▶ **What is required**:
Could you copy out the data below word for word, with no changes?

[Stored dataset items]
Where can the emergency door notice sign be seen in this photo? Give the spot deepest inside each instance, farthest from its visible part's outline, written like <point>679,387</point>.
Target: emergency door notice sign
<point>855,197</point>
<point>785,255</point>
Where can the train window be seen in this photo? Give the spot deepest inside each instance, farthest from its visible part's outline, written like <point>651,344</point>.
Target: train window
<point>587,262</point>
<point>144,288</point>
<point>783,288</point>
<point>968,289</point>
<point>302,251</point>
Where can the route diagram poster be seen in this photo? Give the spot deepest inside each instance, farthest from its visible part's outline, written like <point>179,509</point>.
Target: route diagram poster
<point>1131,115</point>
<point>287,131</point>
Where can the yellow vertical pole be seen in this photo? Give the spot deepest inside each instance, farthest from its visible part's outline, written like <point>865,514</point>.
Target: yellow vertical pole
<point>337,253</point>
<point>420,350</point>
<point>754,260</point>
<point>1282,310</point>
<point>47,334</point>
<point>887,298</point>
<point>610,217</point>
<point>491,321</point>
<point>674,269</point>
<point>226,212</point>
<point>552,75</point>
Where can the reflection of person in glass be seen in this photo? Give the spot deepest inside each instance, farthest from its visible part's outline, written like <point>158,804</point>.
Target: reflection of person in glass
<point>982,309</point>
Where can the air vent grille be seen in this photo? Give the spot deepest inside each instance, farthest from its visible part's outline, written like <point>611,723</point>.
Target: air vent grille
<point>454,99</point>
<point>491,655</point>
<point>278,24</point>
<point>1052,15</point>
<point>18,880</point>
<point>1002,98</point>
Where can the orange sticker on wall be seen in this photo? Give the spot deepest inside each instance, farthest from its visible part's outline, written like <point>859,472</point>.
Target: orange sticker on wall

▶ **Written response**:
Where can the emergency door notice sign be seen in this photo? Give the spot deepest inside each instance, farthest from its visible part's outline, written like <point>679,387</point>.
Target: emergency door notice sign
<point>855,197</point>
<point>785,255</point>
Where can the train window be seen in this photo? Give the spot deepest inside each instance, farthest from its visible part's outline, written like <point>651,344</point>.
Target: train window
<point>587,262</point>
<point>144,288</point>
<point>783,288</point>
<point>968,289</point>
<point>302,251</point>
Where can the route diagram poster be seen in this photo? Give the spot deepest inside each instance, farthest from its visible part's outline, written like <point>179,509</point>.
Target: route diagram poster
<point>1131,115</point>
<point>287,131</point>
Where can the yellow vertical pole be seen in this photo? Give the spot deepest inside each instance, farthest from its visible part's outline, written like <point>865,514</point>.
Target: yellow vertical pole
<point>337,253</point>
<point>420,350</point>
<point>754,260</point>
<point>1282,310</point>
<point>47,334</point>
<point>887,298</point>
<point>610,217</point>
<point>491,321</point>
<point>674,269</point>
<point>226,212</point>
<point>552,75</point>
Where can the reflection of person in glass be seen in this photo? Give the spot deepest inside each instance, farthest from its visible part's outline, written like <point>158,804</point>.
Target: reflection of person in glass
<point>982,309</point>
Where can the air vent grille be seen in this photo? Give the spot deepest inside each instance, farthest from its visible part's outline, written like <point>611,723</point>.
Target: air vent grille
<point>454,99</point>
<point>491,655</point>
<point>278,24</point>
<point>1052,15</point>
<point>18,880</point>
<point>1002,98</point>
Where can the orange sticker on wall be seen in this photo? Give the spot deepest inside each instance, farthest from its visible part's outline, written like <point>859,472</point>.
Target: orange sticker on wall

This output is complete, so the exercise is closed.